**Written exercise:**
Scale the rows that begin at the line containing "of the sliced" and run through the last row. Write each of those lines again, including the ones with no coordinates, with every point coordinate multiplied by 1.15 and rounded to a whole number, halves rounded up.

**Rows from a point labeling set:**

——

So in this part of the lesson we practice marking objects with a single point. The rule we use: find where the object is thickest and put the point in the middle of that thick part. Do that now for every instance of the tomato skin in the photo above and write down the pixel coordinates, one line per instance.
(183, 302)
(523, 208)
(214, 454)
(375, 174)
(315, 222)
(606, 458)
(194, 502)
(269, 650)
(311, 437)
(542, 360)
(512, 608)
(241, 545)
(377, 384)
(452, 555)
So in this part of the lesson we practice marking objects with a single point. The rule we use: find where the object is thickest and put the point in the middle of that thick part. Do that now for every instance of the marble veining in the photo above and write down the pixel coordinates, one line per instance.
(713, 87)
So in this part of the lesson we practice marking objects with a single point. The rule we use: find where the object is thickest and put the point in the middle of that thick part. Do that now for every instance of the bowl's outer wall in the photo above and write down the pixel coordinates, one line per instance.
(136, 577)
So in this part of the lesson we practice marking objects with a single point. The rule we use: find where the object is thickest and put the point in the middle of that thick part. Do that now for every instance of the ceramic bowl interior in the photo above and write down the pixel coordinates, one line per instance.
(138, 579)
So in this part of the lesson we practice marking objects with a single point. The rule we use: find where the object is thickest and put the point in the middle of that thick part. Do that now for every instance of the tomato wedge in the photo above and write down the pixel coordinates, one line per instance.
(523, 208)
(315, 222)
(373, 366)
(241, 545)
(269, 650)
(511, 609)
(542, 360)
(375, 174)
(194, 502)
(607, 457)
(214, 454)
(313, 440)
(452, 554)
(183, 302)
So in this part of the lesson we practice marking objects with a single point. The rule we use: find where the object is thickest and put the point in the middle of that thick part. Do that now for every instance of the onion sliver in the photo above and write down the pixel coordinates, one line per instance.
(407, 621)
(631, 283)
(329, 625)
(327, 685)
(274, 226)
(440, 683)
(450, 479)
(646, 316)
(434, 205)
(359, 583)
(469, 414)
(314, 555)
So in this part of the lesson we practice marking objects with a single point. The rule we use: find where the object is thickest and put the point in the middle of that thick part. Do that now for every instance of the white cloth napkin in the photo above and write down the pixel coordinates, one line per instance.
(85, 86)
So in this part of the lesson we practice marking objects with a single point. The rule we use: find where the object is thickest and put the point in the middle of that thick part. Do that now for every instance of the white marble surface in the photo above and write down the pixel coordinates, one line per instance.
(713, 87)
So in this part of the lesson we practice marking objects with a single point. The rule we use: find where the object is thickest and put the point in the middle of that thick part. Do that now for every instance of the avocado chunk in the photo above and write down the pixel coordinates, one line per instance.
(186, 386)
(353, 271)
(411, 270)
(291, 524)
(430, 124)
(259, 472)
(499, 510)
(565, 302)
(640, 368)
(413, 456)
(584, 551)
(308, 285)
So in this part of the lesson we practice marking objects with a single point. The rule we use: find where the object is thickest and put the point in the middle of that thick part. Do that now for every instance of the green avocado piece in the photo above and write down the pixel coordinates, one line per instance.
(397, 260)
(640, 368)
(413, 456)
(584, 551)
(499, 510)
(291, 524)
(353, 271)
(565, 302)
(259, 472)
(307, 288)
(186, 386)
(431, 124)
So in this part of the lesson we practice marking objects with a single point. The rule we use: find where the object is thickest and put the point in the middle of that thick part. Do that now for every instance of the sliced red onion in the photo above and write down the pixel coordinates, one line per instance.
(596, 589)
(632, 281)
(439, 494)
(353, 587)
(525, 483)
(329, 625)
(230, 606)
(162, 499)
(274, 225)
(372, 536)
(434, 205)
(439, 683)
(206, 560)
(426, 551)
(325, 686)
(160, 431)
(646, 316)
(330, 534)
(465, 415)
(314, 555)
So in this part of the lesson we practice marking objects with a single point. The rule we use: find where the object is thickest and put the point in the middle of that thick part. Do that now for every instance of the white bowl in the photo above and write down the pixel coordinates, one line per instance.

——

**Answer for the task:**
So in this part of the lesson we practice marking objects with a single point. The rule we use: find where the object is thickest and put the point in the middle of that thick part. Do that now for every instance of the sliced red onion in the photo above and write down the pixel coordinates, one line per instance.
(685, 677)
(727, 323)
(505, 568)
(406, 675)
(604, 555)
(378, 719)
(265, 697)
(186, 574)
(315, 259)
(428, 616)
(499, 236)
(505, 785)
(237, 644)
(490, 634)
(374, 789)
(184, 496)
(743, 363)
(380, 614)
(535, 477)
(361, 638)
So in this part of the lesson we practice marking objects with a single point. The rule we use: find where the object is thickest and put the point in the middle of that thick part. Do that now for every instance of the white bowl in the photo above and write down the pixel coordinates, one line per instance.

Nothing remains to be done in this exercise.